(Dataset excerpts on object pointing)
════════

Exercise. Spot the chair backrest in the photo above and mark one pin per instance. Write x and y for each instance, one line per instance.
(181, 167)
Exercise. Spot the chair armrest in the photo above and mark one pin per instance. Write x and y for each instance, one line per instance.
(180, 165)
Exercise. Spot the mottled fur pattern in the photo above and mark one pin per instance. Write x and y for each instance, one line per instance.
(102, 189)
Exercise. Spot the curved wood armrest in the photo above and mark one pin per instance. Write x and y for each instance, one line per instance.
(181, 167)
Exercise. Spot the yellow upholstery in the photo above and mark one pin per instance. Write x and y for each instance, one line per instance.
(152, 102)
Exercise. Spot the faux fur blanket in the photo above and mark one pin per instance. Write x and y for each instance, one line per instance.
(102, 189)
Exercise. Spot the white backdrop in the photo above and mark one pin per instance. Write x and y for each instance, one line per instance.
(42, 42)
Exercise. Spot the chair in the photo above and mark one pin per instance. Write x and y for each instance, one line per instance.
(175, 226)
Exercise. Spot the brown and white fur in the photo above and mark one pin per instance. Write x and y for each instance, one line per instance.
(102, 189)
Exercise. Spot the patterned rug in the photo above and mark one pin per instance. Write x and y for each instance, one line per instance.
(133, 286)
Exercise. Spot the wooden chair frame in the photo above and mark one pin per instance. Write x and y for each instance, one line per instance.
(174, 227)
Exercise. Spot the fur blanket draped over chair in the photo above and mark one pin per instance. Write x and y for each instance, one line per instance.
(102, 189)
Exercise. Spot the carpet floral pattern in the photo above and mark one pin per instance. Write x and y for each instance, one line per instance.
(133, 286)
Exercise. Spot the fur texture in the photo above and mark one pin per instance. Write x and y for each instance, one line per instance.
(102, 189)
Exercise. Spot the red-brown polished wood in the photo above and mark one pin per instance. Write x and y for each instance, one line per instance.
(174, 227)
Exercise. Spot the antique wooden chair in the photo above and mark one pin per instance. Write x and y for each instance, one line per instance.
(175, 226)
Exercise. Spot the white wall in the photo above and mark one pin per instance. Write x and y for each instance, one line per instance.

════════

Set exercise
Output each record precisely as given.

Solution to the problem
Exercise. Spot the chair backrest in the photo above and mark one pin per instance. Write x and y for each instance, one line per instance.
(181, 167)
Exercise. Spot the chair armrest in the photo above and mark one pin per instance. Write x and y for each instance, one line per instance.
(180, 165)
Exercise. Spot the mottled fur pattern in the photo above and mark one pin per instance. Write x and y for each instance, one line per instance.
(102, 189)
Exercise. Spot the curved wood armrest in the photo above and mark one pin per instance. Write x and y for each instance, one line per instance.
(181, 167)
Exercise. Spot the yellow upholstery in the photo above and mark one pin per instance. Write x and y for each instance, one line per instance.
(152, 102)
Exercise. Spot the faux fur blanket in the photo above and mark one pin per instance. Write x and y for each instance, one line per instance.
(102, 189)
Exercise. Spot the white backdrop in the photo above and mark one pin per instance. Write x and y for each instance, one line per instance.
(42, 42)
Exercise. Spot the chair in the photo above and mark one pin per instance. Write x and y for each instance, one line per instance.
(175, 226)
Exercise. Spot the brown and white fur in the photo above and mark one pin per instance. Write x and y for each instance, one line per instance.
(102, 189)
Exercise. Spot the patterned rug in the photo above and mark one pin per instance. Write x and y for each instance, one line per instance.
(133, 286)
Exercise. Spot the wooden chair frame in the photo above and mark one pin per instance. Write x and y for each instance, one line per instance.
(174, 227)
Exercise. Spot the fur blanket draped over chair in the photo above and mark one pin per instance. Write x and y for each instance, one line per instance.
(102, 189)
Exercise. Spot the carpet floral pattern in the photo above and mark one pin per instance. Write x and y for each instance, one line per instance.
(133, 286)
Exercise. Spot the fur texture in the photo above and mark one pin per instance. Write x and y for each instance, one line per instance.
(102, 189)
Exercise. Spot the red-brown polished wood in the photo above and mark one pin per instance. Write x and y for each instance, one line per instance.
(174, 227)
Exercise. Spot the antique wooden chair in the photo above and mark one pin per instance. Write x and y for each instance, one line per instance.
(175, 226)
Exercise. Spot the white wall in the photo above and mark one pin per instance. Write x and y for each instance, one line per instance.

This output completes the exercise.